Your goal:
Can you format the entries below as a numbered list, leaving out any blank lines?

>> BEGIN

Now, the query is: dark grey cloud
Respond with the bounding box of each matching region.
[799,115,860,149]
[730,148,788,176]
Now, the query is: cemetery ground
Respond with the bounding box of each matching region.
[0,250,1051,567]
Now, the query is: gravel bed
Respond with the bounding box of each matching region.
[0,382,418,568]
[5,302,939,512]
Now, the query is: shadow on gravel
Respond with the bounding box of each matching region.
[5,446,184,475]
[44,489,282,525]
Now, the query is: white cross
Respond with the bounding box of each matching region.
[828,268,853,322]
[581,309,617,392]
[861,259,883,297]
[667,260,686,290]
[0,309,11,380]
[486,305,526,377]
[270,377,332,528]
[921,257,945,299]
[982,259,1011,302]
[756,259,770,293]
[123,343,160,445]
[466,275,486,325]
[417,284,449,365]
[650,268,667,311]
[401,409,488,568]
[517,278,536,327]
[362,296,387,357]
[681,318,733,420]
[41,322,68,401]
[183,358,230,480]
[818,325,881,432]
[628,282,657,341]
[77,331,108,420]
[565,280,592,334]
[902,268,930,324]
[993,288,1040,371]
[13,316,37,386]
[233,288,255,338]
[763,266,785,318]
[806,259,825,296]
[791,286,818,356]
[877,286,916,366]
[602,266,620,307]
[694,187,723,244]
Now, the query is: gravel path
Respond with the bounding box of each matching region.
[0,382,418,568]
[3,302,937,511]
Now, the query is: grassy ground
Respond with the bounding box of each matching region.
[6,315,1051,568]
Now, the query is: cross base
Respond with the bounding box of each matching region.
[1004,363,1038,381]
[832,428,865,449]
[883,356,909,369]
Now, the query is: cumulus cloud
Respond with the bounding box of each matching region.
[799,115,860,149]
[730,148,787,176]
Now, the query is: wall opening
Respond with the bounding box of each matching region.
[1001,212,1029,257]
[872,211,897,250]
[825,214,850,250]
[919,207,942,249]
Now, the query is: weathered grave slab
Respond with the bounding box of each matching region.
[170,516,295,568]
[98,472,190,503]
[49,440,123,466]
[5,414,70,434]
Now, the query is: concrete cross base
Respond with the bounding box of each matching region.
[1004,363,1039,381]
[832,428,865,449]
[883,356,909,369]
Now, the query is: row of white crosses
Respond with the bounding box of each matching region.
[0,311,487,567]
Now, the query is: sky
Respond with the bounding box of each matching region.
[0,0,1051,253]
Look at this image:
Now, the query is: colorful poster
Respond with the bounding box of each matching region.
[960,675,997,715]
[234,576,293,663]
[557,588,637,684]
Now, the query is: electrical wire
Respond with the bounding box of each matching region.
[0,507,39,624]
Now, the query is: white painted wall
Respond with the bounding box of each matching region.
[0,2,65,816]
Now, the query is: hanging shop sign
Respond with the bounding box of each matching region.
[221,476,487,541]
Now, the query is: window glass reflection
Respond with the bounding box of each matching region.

>> END

Answer for this exercise:
1. Now, the query is: dark grey cloud
2. Respond with the bounding box of each matching region.
3. [799,115,860,149]
4. [730,148,788,176]
5. Now, the query is: cemetery ground
6. Respond with the bounding box of each matching region.
7. [0,250,1051,567]
8. Now, the query is: gravel bed
9. Respond with the bounding box of each matching region.
10. [0,382,418,568]
11. [5,302,939,512]
12. Now, the query is: shadow on gravel
13. Respond with the bounding box of each matching region.
14. [5,446,184,475]
15. [44,489,282,525]
16. Now, the query is: white cross
17. Respond with the bounding box of each matching region.
18. [828,268,853,322]
19. [581,309,617,392]
20. [861,259,883,297]
21. [667,260,686,290]
22. [0,309,11,380]
23. [486,305,526,377]
24. [270,377,332,528]
25. [921,257,945,299]
26. [982,259,1011,302]
27. [756,259,770,293]
28. [123,343,160,445]
29. [466,275,486,325]
30. [417,284,449,365]
31. [650,268,667,311]
32. [401,409,488,568]
33. [517,278,536,327]
34. [362,296,387,357]
35. [681,318,733,420]
36. [41,322,68,401]
37. [183,358,230,480]
38. [818,325,881,432]
39. [628,282,657,341]
40. [77,331,108,420]
41. [565,280,592,334]
42. [902,268,930,324]
43. [993,288,1040,371]
44. [13,316,37,386]
45. [233,288,255,338]
46. [763,266,785,318]
47. [806,259,825,296]
48. [791,286,818,356]
49. [877,286,916,366]
50. [602,266,620,307]
51. [694,187,723,244]
52. Now, the query is: gravel path
53. Respond with the bounding box of each matching region.
54. [0,382,418,568]
55. [3,302,937,511]
56. Now, the query is: grassy ground
57. Respond with the bounding box of each matching region.
58. [6,315,1051,568]
59. Now, the query is: cross base
60. Respond with the bounding box of each matching region.
61. [1004,363,1038,381]
62. [832,428,865,449]
63. [883,356,909,369]
64. Now, the query is: cumulus cloud
65. Respond with the bounding box of each matching region.
66. [799,115,860,149]
67. [730,148,787,176]
68. Now, the query is: wall opening
69. Respond with the bounding box of each matching region.
70. [1001,212,1029,257]
71. [872,211,897,250]
72. [825,214,850,250]
73. [919,207,942,249]
74. Now, the query is: weathered grave slab
75. Respond with the bounding box of each matching region.
76. [170,516,295,568]
77. [98,472,190,503]
78. [49,440,123,466]
79. [5,414,70,434]
80. Now, the query is: concrete cross base
81. Respond with the bounding box of each matching region.
82. [1004,363,1039,381]
83. [832,428,865,449]
84. [883,356,909,369]
85. Now, the query is: row of white crosses
86. Respond with the bounding box of each matching region.
87. [0,311,487,567]
88. Now, the query is: sky
89. Respond with the bounding box of each matching region.
90. [0,0,1051,253]
91. Look at this image:
92. Now, the query is: colorful poster
93. Respond with the bounding box of each matching region.
94. [960,675,997,715]
95. [234,576,293,663]
96. [557,588,637,684]
97. Now, the query is: electrical wire
98. Respond with the bounding box of each matching region.
99. [0,507,39,624]
100. Now, the query is: white painted wall
101. Respond with the bounding box of each matching region.
102. [0,2,65,816]
103. Now, the query is: hanging shop sign
104. Respond with the bounding box of each matching region.
105. [221,476,487,541]
106. Now, the query is: window glass reflection
107. Respond with the bounding box of each matching region.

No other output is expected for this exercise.